# [DOCUMENT EXCERPT]
-- begin --

The problem with watching low-budget horror films is that you never know quite what standard they will be. For every good cheap horror, there must be hundreds of cheap knock-offs, lacking in scares, interesting characters and plot. Still, the cheap horror gives filmmakers space to flex their creative muscles – to try new ideas and new techniques of filming, whether or not they prove to be successful. And in these two points, one very negative and one positive, we find Moth, a film that is truly the amalgamation of poor horror with an interesting element concerning its execution.

Thora (Lídia Szabó) is an enthusiastic lecturer who is interested in the legend of the Mothman. After 22 reported Mothman sightings in the Hungarian countryside, Thora and her student Adam (József Gallai) head out there to investigate and possibly capture evidence of the creature. As they venture further into the country and wind up trapped in the woods, things start to take a turn for the strange, and it seems as though they may not be alone. The pursuit of the Mothman becomes increasingly dangerous, and the two must find out what’s going on before it becomes a fatal endeavour.

Whether you will enjoy Moth or not depends on your tolerance for found footage horror and the premise of people being trapped in the woods. And let’s be clear here – you’d need to really love them, because the horror stuff here would struggle to scare children. If you find such frights as ‘my God, I just saw something off-camera’ and ‘weird noise outside the tent’ to be terrifying, you’ll be in luck.

-- end --

# [SET PROBLEM 1]
Can you copy out the records word for word, from the line containing "[point] every instance of the left" through the final line of the records?

Collected data
-- begin --

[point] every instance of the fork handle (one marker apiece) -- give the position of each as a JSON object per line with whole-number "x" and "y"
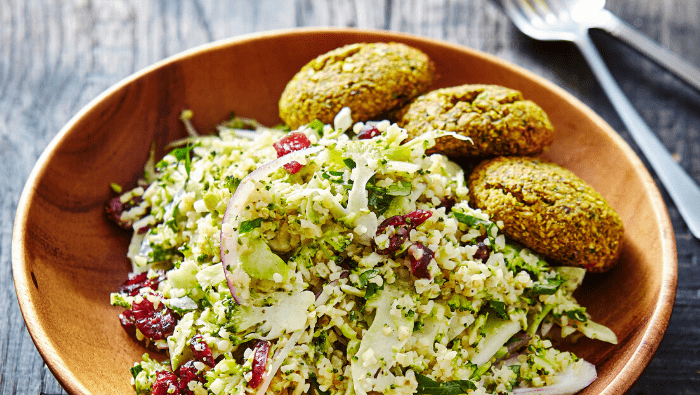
{"x": 644, "y": 45}
{"x": 683, "y": 190}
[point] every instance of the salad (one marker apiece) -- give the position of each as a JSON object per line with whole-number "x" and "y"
{"x": 335, "y": 259}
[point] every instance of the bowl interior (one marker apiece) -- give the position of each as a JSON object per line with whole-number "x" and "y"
{"x": 67, "y": 257}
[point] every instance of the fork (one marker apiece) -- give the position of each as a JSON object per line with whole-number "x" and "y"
{"x": 554, "y": 20}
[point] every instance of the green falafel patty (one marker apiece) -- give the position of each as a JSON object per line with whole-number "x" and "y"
{"x": 370, "y": 79}
{"x": 498, "y": 120}
{"x": 549, "y": 209}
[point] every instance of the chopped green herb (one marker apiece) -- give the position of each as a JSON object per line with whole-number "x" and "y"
{"x": 367, "y": 275}
{"x": 428, "y": 386}
{"x": 135, "y": 370}
{"x": 378, "y": 199}
{"x": 548, "y": 288}
{"x": 183, "y": 153}
{"x": 247, "y": 226}
{"x": 468, "y": 220}
{"x": 403, "y": 188}
{"x": 232, "y": 183}
{"x": 500, "y": 308}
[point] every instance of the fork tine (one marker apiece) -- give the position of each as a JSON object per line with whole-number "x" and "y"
{"x": 543, "y": 9}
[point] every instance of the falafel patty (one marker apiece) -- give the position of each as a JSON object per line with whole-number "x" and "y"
{"x": 497, "y": 119}
{"x": 548, "y": 209}
{"x": 371, "y": 79}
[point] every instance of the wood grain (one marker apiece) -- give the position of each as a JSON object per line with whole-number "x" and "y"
{"x": 57, "y": 55}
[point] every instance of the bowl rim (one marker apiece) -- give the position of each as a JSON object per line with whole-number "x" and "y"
{"x": 622, "y": 382}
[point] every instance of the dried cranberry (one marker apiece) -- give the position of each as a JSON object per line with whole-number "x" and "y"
{"x": 483, "y": 252}
{"x": 165, "y": 384}
{"x": 154, "y": 324}
{"x": 420, "y": 257}
{"x": 416, "y": 217}
{"x": 188, "y": 373}
{"x": 447, "y": 202}
{"x": 261, "y": 350}
{"x": 293, "y": 141}
{"x": 136, "y": 281}
{"x": 368, "y": 132}
{"x": 128, "y": 322}
{"x": 293, "y": 167}
{"x": 402, "y": 228}
{"x": 397, "y": 238}
{"x": 201, "y": 350}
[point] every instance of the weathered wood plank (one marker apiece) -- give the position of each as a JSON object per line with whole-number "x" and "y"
{"x": 57, "y": 55}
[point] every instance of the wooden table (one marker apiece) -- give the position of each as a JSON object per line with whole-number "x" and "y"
{"x": 57, "y": 55}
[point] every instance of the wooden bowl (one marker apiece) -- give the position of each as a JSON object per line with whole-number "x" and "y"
{"x": 67, "y": 257}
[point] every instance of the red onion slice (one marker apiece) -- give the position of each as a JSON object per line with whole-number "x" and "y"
{"x": 570, "y": 382}
{"x": 230, "y": 255}
{"x": 261, "y": 352}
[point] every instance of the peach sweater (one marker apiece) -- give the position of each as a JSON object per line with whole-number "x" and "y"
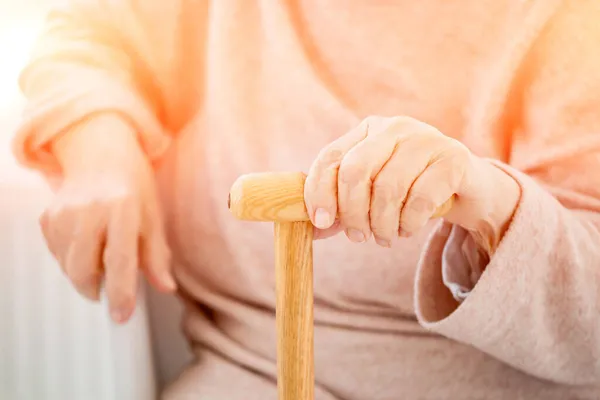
{"x": 215, "y": 89}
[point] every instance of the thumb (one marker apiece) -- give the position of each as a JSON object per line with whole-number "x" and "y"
{"x": 327, "y": 233}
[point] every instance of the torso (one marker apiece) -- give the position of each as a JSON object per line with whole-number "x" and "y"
{"x": 280, "y": 83}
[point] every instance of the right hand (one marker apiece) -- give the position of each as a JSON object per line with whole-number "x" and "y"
{"x": 105, "y": 222}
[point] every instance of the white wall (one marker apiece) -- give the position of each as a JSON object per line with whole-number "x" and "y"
{"x": 53, "y": 343}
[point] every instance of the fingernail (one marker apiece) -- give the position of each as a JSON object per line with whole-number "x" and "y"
{"x": 322, "y": 218}
{"x": 355, "y": 235}
{"x": 383, "y": 242}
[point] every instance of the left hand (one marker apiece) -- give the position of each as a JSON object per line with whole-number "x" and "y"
{"x": 387, "y": 176}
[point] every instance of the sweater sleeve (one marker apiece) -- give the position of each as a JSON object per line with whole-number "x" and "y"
{"x": 536, "y": 303}
{"x": 124, "y": 58}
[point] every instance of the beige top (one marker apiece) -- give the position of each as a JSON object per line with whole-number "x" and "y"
{"x": 221, "y": 88}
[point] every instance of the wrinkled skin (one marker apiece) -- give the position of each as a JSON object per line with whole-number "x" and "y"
{"x": 104, "y": 224}
{"x": 387, "y": 176}
{"x": 384, "y": 178}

-- end --

# [SET PROBLEM 2]
Answer these questions about the review of Moth:
(a) According to the review, what does the cheap horror film give filmmakers space to do?
(b) How many Mothman sightings were reported in the Hungarian countryside?
(c) Tolerance for which kind of horror determines whether a viewer will enjoy Moth?

# [WRITTEN REPLY 1]
[point] every instance of the left hand (one marker apiece) -- give the position of each as a JSON object per line with whole-number "x" and "y"
{"x": 387, "y": 176}
[point] every instance of the sweater sleeve (one marker apiece) -- give the position of each as a JSON object per line with whole-number "x" and "y"
{"x": 536, "y": 303}
{"x": 124, "y": 58}
[point] every instance of the beige top (one marker apiece) -- give the position of each as a JSON object per line with whole-number "x" and "y"
{"x": 221, "y": 88}
[point] every instance of the wrinkled skin (one marker apiece) -- give the position of each as a JSON object per line with whole-number "x" and "y"
{"x": 104, "y": 224}
{"x": 387, "y": 176}
{"x": 384, "y": 178}

# [WRITTEN REPLY 2]
(a) To flex their creative muscles, trying new ideas and new techniques of filming.
(b) 22.
(c) Found footage horror.